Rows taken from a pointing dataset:
--- start ---

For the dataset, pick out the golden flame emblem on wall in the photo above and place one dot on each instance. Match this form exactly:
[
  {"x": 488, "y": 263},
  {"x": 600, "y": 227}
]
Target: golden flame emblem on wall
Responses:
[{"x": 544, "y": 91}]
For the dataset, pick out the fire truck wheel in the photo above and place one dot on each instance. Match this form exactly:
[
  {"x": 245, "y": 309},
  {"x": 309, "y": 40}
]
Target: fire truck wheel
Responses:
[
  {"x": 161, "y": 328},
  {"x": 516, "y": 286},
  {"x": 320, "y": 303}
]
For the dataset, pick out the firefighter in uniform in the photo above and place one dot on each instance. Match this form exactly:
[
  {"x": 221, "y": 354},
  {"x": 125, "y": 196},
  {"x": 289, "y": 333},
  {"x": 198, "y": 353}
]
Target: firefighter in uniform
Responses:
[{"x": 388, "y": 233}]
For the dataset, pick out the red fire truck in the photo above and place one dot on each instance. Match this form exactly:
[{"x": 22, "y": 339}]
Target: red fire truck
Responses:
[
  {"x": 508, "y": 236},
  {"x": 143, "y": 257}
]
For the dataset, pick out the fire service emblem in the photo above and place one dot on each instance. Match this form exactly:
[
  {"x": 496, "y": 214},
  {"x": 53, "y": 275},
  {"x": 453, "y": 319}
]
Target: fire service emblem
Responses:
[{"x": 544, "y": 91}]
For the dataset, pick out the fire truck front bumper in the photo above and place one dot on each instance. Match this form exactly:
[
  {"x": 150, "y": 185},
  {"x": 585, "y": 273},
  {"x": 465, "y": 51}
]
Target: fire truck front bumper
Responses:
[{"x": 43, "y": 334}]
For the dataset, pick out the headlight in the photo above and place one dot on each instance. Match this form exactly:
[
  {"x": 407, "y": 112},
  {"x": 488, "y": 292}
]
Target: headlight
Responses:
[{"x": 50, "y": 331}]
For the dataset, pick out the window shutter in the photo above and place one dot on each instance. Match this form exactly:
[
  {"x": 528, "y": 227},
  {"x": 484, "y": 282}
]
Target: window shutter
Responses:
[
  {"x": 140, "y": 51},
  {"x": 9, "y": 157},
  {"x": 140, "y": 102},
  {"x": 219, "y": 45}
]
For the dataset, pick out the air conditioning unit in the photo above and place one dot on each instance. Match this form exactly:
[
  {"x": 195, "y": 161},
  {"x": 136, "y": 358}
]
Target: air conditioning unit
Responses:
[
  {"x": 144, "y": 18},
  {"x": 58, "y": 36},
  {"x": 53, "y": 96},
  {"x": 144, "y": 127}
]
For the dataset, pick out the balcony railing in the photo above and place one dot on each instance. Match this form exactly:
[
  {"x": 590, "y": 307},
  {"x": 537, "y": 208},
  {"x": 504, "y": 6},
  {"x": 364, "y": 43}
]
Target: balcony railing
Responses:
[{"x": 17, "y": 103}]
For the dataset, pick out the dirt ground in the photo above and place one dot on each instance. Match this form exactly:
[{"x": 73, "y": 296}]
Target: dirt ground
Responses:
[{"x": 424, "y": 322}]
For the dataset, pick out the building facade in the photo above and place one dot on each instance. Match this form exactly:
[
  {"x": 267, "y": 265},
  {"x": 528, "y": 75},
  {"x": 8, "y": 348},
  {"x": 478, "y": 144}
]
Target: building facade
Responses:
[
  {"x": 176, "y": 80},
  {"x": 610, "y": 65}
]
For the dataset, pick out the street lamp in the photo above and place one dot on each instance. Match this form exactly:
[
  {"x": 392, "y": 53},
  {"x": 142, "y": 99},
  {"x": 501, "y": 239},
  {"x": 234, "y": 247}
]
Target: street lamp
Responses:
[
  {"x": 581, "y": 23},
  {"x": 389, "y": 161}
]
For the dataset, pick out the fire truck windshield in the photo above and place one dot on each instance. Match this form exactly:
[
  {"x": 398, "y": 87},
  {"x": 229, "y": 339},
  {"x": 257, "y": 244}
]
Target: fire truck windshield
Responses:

--- end ---

### What needs to be done
Reproduce the data above, substituting "fire engine" for every instance of "fire truck" and leaving everything else unchanged.

### Reply
For the dataset, pick out the golden flame emblem on wall in the photo above and place one dot on each instance. Match this form exactly:
[
  {"x": 488, "y": 263},
  {"x": 600, "y": 227}
]
Target: golden flame emblem on wall
Responses:
[{"x": 544, "y": 91}]
For the dataset, pick out the fire engine wheel in the photo above and place one dot on each instance. Match this form exactly:
[
  {"x": 245, "y": 309},
  {"x": 309, "y": 40}
]
Target: fire engine wheel
Responses:
[
  {"x": 161, "y": 328},
  {"x": 516, "y": 286},
  {"x": 320, "y": 303}
]
For the dataset, pick out the firefighter in uniform in the photo above and place one dot on each instance. Match this form exactly:
[
  {"x": 221, "y": 354},
  {"x": 125, "y": 196},
  {"x": 289, "y": 333},
  {"x": 198, "y": 353}
]
Target: firefighter in uniform
Responses:
[{"x": 388, "y": 233}]
For the dataset, pick out the red fire engine in the photo above and place one dot on each instance. Match this form exactly:
[{"x": 22, "y": 339}]
Target: red fire engine
Responses:
[
  {"x": 508, "y": 236},
  {"x": 143, "y": 257}
]
For the dataset, pick out the fire service emblem in the photo above and place one dot on each instance. Match this form exactly:
[
  {"x": 496, "y": 214},
  {"x": 53, "y": 275},
  {"x": 453, "y": 319}
]
Target: fire service emblem
Responses:
[{"x": 544, "y": 91}]
For the dataset, pick out the fire engine front bumper in the photo above and place one dot on each instance. Match this form exactly:
[
  {"x": 150, "y": 185},
  {"x": 585, "y": 273},
  {"x": 465, "y": 51}
]
Target: fire engine front bumper
Responses:
[{"x": 43, "y": 334}]
For the dataset, pick out the headlight in the photo above and place one dot on each instance. Match this form exactly:
[
  {"x": 407, "y": 112},
  {"x": 488, "y": 292}
]
Target: headlight
Responses:
[{"x": 50, "y": 331}]
For the dataset, pick out the window shutter in the photo above and place one dot on each instance. Match this form exactly:
[
  {"x": 528, "y": 227},
  {"x": 484, "y": 282}
]
Target: window shutter
Responses:
[
  {"x": 140, "y": 51},
  {"x": 9, "y": 157},
  {"x": 140, "y": 102},
  {"x": 219, "y": 45}
]
For the dataset, pick out the air conditioning unit in the photo above and place one dot on each instance. Match this form exactly:
[
  {"x": 195, "y": 161},
  {"x": 136, "y": 358}
]
Target: air conditioning unit
Responses:
[
  {"x": 144, "y": 18},
  {"x": 58, "y": 36},
  {"x": 53, "y": 96},
  {"x": 144, "y": 127}
]
For the dataset, pick out the balcony railing in the photo above and place one dot on each instance. Match this form exactly:
[
  {"x": 590, "y": 307},
  {"x": 537, "y": 208},
  {"x": 504, "y": 6},
  {"x": 364, "y": 43}
]
Target: balcony railing
Responses:
[{"x": 17, "y": 103}]
For the dataset, pick out the dirt ground in the photo above and place one dot on each instance. Match this form exactly:
[{"x": 73, "y": 296}]
Target: dirt ground
Responses:
[{"x": 424, "y": 322}]
For the dataset, pick out the building facade in the photo above and place one dot on each instance. Match this form exactly:
[
  {"x": 267, "y": 265},
  {"x": 528, "y": 75},
  {"x": 8, "y": 348},
  {"x": 478, "y": 144}
]
Target: building facade
Responses:
[
  {"x": 176, "y": 80},
  {"x": 610, "y": 65}
]
For the dataset, pick out the street lamp in the photo above and place one dot on each instance. Match this form exactly:
[
  {"x": 392, "y": 53},
  {"x": 142, "y": 99},
  {"x": 501, "y": 239},
  {"x": 234, "y": 247}
]
Target: street lamp
Responses:
[
  {"x": 581, "y": 23},
  {"x": 389, "y": 161}
]
For the dataset, pick out the fire engine windshield in the photo above and place one dot on each instance. Match this form exactly:
[
  {"x": 398, "y": 87},
  {"x": 229, "y": 339},
  {"x": 257, "y": 244}
]
Target: fire engine windshield
Responses:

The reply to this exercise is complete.